Page:
[start]
CODEWITHSUNDEEP
haskellbinarychar
user1898820
user1898820

Reputation: 65

How to get char from binary in haskell?

Given an 8-bit binary, I want to get its char representation. For example:

[0,1,1,0,0,0,0,1] which, I belive, is the binary representation of 'a'.

Thanks in advance!

Upvotes: 2

Views: 956

Answers (2)

Satvik
Satvik

Reputation: 11218

import Data.Char

ord2chr :: [Int] -> Char
ord2chr = chr . foldl (\a b -> 2*a + b) 0

Now you can try

> ord2chr  [0,1,1,0,0,0,0,1]
'a'

Upvotes: 5

gspr
gspr

Reputation: 11227

As I suggested in my comment, the question can be split in two. Here's a suggestion for the first part, where I've for Haskellness' sake declared a Bit type:

data Bit = Zero | One

fromBits :: (Integral a) => [Bit] -> a
fromBits bits = foldl f 0 (zip [0..] (reverse bits))
[end]
Aim a:
Answer these from the Haskell thread:
(i) Which character does the asker believe the list [0,1,1,0,0,0,0,1] represents?
(ii) What type signature is given for ord2chr?
(iii) What are the two constructors of the Bit type that gspr declares?
The Haskell thread and the records are independent of each other.

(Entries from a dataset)
[start]
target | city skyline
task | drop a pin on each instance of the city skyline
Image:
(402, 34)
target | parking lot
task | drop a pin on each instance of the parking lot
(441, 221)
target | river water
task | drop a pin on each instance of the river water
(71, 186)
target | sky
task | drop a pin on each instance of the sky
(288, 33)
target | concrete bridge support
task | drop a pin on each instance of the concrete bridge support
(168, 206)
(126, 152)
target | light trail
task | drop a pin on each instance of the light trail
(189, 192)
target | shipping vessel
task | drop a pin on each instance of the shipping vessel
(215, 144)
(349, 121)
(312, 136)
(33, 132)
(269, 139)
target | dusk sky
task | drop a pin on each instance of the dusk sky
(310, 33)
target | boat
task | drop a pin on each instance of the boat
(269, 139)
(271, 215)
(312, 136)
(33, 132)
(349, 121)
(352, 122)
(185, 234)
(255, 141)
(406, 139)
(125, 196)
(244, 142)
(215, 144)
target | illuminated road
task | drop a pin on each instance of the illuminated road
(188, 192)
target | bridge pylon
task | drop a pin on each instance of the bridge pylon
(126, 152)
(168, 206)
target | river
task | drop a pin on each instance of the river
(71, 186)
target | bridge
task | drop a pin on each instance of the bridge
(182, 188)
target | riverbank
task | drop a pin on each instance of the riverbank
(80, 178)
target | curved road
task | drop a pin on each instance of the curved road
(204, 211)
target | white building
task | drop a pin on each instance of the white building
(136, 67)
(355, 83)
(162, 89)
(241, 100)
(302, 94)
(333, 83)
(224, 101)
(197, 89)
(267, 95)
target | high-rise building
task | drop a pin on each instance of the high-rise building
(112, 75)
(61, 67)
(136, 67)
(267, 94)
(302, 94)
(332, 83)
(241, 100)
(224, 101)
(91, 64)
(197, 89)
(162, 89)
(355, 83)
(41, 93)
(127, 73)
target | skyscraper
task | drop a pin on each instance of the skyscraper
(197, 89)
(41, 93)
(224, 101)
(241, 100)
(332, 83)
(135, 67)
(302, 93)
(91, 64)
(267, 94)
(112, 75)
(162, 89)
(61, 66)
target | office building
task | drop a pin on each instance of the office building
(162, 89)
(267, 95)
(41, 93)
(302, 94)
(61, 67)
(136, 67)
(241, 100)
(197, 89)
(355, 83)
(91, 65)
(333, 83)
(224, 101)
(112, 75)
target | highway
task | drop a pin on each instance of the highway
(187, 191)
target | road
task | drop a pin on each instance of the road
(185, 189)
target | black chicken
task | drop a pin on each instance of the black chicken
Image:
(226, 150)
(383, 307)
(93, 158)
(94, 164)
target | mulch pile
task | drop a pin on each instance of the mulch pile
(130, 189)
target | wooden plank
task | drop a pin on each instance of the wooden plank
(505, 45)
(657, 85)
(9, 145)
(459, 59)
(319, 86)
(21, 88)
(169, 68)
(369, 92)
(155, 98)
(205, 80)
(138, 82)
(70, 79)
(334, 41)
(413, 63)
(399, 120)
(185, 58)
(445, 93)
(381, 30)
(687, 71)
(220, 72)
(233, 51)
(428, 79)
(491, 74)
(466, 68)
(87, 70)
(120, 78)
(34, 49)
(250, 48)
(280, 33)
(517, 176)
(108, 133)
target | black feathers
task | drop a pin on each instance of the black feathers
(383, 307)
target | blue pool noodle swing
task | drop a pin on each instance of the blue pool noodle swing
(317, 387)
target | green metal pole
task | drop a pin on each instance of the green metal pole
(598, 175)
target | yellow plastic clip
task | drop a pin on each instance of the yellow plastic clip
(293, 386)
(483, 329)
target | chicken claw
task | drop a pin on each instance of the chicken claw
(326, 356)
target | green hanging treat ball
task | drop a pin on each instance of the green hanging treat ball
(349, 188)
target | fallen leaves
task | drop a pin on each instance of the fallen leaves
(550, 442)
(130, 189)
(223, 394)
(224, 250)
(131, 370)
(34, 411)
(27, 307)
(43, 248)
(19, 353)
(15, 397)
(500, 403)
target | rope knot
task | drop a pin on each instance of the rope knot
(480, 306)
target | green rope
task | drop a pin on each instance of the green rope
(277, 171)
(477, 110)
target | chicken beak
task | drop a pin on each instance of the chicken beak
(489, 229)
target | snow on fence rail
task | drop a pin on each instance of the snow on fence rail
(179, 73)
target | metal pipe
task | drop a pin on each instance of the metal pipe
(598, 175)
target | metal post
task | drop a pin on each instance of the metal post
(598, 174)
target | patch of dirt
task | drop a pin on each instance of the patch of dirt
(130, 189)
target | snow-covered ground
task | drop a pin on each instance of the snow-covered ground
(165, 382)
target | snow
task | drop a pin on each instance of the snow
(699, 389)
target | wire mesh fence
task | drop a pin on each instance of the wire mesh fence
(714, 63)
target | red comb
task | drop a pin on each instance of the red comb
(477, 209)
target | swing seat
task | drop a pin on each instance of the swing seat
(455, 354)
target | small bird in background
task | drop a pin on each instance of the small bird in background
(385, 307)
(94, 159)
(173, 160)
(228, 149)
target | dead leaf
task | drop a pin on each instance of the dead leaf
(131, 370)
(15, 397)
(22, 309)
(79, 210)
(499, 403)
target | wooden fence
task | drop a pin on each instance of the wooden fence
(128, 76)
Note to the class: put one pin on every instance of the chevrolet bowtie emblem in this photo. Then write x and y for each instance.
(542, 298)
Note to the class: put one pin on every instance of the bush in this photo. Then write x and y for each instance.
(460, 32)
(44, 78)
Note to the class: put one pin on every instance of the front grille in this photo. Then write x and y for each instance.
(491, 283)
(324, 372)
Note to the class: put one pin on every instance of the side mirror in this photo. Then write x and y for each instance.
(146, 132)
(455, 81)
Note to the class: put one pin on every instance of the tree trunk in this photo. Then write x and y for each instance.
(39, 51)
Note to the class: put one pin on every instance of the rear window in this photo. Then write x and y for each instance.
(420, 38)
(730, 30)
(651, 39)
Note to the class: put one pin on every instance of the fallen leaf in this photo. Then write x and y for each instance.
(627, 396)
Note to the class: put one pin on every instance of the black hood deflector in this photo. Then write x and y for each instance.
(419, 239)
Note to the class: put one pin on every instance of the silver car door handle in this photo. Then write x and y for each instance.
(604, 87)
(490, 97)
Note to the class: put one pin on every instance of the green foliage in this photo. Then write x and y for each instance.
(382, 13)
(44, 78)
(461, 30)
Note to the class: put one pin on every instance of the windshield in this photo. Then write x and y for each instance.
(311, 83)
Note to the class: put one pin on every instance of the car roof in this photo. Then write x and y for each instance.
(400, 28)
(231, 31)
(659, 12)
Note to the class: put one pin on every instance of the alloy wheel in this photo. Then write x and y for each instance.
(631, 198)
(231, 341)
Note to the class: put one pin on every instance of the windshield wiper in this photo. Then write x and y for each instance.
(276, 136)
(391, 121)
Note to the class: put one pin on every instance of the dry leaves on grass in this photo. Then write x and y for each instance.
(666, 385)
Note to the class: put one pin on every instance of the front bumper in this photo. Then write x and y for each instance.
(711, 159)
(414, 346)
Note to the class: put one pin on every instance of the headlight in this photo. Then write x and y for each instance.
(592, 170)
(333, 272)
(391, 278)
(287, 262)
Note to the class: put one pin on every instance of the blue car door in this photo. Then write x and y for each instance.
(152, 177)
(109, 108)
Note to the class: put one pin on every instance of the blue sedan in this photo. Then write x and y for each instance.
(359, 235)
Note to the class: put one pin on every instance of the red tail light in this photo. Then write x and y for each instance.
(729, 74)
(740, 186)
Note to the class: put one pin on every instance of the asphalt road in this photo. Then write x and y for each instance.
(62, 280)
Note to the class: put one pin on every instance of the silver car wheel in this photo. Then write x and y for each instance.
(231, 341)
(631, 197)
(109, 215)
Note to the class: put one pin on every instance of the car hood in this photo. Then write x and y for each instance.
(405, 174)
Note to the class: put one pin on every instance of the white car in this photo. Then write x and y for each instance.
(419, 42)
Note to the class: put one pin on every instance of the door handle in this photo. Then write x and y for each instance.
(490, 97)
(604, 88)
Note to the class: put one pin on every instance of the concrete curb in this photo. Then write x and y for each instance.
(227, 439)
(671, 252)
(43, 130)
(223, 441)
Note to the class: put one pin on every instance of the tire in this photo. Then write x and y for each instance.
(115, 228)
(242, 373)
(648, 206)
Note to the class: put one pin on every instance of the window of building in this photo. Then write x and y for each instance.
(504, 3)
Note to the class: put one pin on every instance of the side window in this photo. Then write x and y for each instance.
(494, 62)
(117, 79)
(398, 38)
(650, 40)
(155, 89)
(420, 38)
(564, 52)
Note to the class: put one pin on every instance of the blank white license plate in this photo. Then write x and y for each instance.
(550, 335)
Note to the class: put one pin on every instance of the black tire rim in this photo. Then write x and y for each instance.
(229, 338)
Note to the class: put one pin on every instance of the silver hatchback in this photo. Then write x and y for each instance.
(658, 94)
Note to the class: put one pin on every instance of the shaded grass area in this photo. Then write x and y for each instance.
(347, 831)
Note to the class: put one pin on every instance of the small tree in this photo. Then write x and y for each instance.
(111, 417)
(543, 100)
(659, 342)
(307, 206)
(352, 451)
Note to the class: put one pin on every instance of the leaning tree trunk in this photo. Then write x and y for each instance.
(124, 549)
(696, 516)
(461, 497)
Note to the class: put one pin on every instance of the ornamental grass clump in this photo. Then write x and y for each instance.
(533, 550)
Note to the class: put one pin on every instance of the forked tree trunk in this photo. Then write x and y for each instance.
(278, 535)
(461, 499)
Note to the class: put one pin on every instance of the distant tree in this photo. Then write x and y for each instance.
[end]
Aim b: Reproduce the part of the records that opens with the line containing "of the ornamental" and runs through the end of the records.

Exercise response a:
(i) 'a'
(ii) [Int] -> Char
(iii) Zero and One

Exercise response b:
Note to the class: put one pin on every instance of the ornamental grass clump in this photo. Then write x and y for each instance.
(533, 550)
Note to the class: put one pin on every instance of the forked tree trunk in this photo. Then write x and y for each instance.
(278, 535)
(461, 499)
Note to the class: put one pin on every instance of the distant tree in this photo. Then write x and y for each instance.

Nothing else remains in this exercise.